Extracted records:

■ ■ ■ ■ ■

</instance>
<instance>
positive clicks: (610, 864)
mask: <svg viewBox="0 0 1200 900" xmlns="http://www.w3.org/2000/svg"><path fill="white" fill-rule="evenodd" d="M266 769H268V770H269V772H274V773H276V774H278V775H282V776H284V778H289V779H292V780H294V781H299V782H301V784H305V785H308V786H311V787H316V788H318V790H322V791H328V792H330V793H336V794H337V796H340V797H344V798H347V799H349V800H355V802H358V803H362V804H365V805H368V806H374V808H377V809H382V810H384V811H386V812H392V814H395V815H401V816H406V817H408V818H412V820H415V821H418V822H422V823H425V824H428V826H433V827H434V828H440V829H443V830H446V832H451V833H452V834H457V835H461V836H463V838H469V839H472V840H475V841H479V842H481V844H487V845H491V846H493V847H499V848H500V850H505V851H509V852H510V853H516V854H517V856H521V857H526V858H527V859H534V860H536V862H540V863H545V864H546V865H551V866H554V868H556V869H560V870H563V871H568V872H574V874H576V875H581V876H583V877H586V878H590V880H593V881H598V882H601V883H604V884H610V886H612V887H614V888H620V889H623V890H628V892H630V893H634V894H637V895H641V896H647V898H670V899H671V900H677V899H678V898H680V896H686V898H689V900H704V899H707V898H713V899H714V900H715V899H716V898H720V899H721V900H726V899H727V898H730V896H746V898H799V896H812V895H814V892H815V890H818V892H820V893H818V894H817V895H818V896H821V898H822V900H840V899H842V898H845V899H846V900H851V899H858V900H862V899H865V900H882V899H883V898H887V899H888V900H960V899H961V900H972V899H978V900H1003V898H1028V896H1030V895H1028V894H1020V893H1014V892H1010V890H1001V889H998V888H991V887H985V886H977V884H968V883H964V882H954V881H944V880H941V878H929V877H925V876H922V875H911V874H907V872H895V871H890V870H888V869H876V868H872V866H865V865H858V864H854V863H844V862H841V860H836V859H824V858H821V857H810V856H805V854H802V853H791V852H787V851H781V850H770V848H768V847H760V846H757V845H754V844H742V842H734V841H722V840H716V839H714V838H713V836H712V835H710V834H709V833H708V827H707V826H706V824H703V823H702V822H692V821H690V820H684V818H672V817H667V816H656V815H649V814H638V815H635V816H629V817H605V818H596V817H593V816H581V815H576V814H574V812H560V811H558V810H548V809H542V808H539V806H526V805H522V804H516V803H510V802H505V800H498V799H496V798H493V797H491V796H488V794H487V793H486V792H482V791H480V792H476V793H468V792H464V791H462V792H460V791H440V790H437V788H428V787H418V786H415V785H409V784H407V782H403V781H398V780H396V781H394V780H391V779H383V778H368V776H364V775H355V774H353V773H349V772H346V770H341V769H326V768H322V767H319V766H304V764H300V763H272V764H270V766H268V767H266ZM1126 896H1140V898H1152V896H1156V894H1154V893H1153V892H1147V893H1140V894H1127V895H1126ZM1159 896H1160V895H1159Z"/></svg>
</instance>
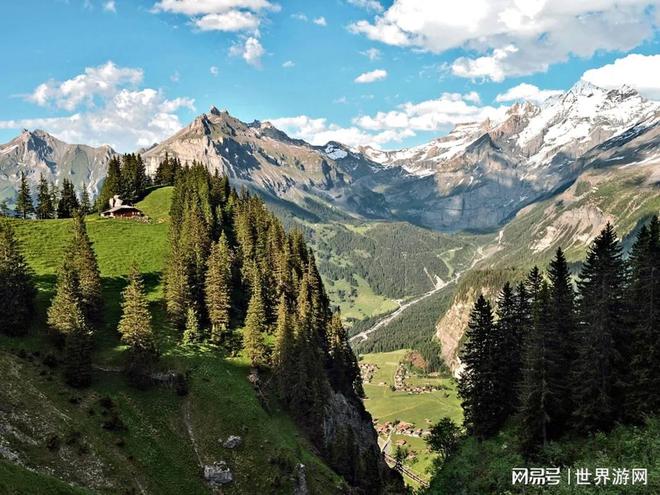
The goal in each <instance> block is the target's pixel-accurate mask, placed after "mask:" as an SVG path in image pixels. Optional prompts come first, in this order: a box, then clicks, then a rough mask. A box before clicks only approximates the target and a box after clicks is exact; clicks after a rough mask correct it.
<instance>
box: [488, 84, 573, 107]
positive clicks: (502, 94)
mask: <svg viewBox="0 0 660 495" xmlns="http://www.w3.org/2000/svg"><path fill="white" fill-rule="evenodd" d="M562 93H563V91H561V90H558V89H540V88H539V87H537V86H534V85H533V84H528V83H521V84H519V85H518V86H514V87H513V88H509V89H508V90H506V91H505V92H504V93H501V94H499V95H497V97H496V98H495V101H497V102H500V103H501V102H505V101H516V100H525V101H531V102H534V103H541V102H544V101H545V100H547V99H548V98H550V97H551V96H557V95H560V94H562Z"/></svg>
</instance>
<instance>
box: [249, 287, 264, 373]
mask: <svg viewBox="0 0 660 495" xmlns="http://www.w3.org/2000/svg"><path fill="white" fill-rule="evenodd" d="M266 330H267V322H266V312H265V310H264V302H263V297H262V293H261V286H260V285H259V284H255V285H254V286H253V287H252V297H251V298H250V304H249V305H248V311H247V316H246V317H245V328H244V329H243V349H244V350H245V354H246V355H247V357H248V359H249V360H250V364H251V365H252V366H260V365H263V364H265V362H266V361H265V358H266V345H265V340H264V335H265V333H266Z"/></svg>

■ ■ ■ ■ ■

▶ **Task brief**: Please return exactly the lines that run from the line with "box: [488, 84, 573, 107]" through the end of the records above, both included, and nothing more.

▶ **Solution**:
box: [488, 84, 573, 107]
positive clicks: (502, 94)
mask: <svg viewBox="0 0 660 495" xmlns="http://www.w3.org/2000/svg"><path fill="white" fill-rule="evenodd" d="M562 93H563V91H561V90H558V89H540V88H539V87H537V86H534V85H533V84H528V83H521V84H519V85H518V86H514V87H513V88H509V89H508V90H506V91H505V92H504V93H501V94H499V95H497V97H496V98H495V101H497V102H500V103H501V102H505V101H516V100H525V101H531V102H534V103H541V102H544V101H545V100H547V99H548V98H550V97H551V96H557V95H560V94H562Z"/></svg>
</instance>
<instance>
box: [249, 287, 264, 373]
mask: <svg viewBox="0 0 660 495" xmlns="http://www.w3.org/2000/svg"><path fill="white" fill-rule="evenodd" d="M266 330H267V322H266V312H265V310H264V302H263V297H262V293H261V286H260V285H259V284H255V285H254V286H253V287H252V297H251V298H250V304H249V305H248V311H247V316H246V317H245V328H244V329H243V349H244V350H245V354H246V355H247V357H248V359H249V360H250V364H251V365H252V366H260V365H263V364H265V362H266V361H265V358H266V345H265V340H264V335H265V333H266Z"/></svg>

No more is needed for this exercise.